Search for a tuple or a set of tuples via the given index, and allow iterating over one tuple at a time.

The key parameter specifies what must match within the index.

Note

key is only used to find the first match. Do not assume all matched tuples will contain the key.

The iterator parameter specifies the rule for matching and ordering. Different index types support different iterators. For example, a TREE index maintains a strict order of keys and can return all tuples in ascending or descending order, starting from the specified key. Other index types, however, do not support ordering.

To understand consistency of tuples returned by an iterator, it’s essential to know the principles of the Tarantool transaction processing subsystem. An iterator in Tarantool does not own a consistent read view. Instead, each procedure is granted exclusive access to all tuples and spaces until there is a “context switch”: which may happen due to the implicit yield rules, or by an explicit call to fiber.yield. When the execution flow returns to the yielded procedure, the data set could have changed significantly. Iteration, resumed after a yield point, does not preserve the read view, but continues with the new content of the database. The tutorial Indexed pattern search shows one way that iterators and yields can be used together.

• **WORK TO COMPLETE**
**A)** Quote every sentence in the passage on index searches that contains the word "iterator" or "iterators".
**B)** Reproduce word for word the part of the passage on index searches that opens with the words containing "To understand consistency" and closes with "be used together.".

• **Collected data**
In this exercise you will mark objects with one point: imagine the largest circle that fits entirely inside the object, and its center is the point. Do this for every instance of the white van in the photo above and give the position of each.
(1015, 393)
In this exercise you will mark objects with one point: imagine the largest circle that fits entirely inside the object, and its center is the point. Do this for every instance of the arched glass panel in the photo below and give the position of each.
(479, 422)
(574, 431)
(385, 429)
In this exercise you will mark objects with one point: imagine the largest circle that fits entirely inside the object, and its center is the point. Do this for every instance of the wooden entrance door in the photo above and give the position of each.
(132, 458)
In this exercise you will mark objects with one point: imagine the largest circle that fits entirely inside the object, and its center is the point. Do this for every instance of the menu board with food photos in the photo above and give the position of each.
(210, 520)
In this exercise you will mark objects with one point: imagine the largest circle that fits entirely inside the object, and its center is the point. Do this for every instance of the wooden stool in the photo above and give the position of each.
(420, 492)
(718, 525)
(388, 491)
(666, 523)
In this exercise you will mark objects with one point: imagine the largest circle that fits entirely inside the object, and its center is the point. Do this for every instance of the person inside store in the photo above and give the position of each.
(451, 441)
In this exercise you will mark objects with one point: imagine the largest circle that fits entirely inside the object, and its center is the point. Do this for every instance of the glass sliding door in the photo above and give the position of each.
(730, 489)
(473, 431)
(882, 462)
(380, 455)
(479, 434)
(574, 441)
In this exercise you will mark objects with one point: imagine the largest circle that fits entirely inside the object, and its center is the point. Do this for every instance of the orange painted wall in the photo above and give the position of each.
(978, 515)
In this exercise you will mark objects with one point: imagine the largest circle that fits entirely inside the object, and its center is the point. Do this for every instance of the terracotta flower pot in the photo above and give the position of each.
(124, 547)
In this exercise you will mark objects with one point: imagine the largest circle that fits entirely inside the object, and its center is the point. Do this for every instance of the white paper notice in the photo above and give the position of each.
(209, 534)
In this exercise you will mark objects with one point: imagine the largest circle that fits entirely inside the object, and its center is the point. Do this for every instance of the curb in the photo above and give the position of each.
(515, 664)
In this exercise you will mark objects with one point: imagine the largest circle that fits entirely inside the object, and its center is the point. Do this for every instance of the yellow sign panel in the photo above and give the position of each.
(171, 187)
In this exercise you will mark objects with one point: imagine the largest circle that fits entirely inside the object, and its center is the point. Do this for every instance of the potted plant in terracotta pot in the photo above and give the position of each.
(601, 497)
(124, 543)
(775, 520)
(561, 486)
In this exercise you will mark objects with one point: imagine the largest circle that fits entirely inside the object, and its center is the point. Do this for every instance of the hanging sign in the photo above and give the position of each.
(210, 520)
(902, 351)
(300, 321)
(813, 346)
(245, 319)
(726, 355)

• **SOLVED TASKS**
**A)**
- The iterator parameter specifies the rule for matching and ordering.
- Different index types support different iterators.
- To understand consistency of tuples returned by an iterator, it’s essential to know the principles of the Tarantool transaction processing subsystem.
- An iterator in Tarantool does not own a consistent read view.
- The tutorial Indexed pattern search shows one way that iterators and yields can be used together.

**B)**
To understand consistency of tuples returned by an iterator, it’s essential to know the principles of the Tarantool transaction processing subsystem. An iterator in Tarantool does not own a consistent read view. Instead, each procedure is granted exclusive access to all tuples and spaces until there is a “context switch”: which may happen due to the implicit yield rules, or by an explicit call to fiber.yield. When the execution flow returns to the yielded procedure, the data set could have changed significantly. Iteration, resumed after a yield point, does not preserve the read view, but continues with the new content of the database. The tutorial Indexed pattern search shows one way that iterators and yields can be used together.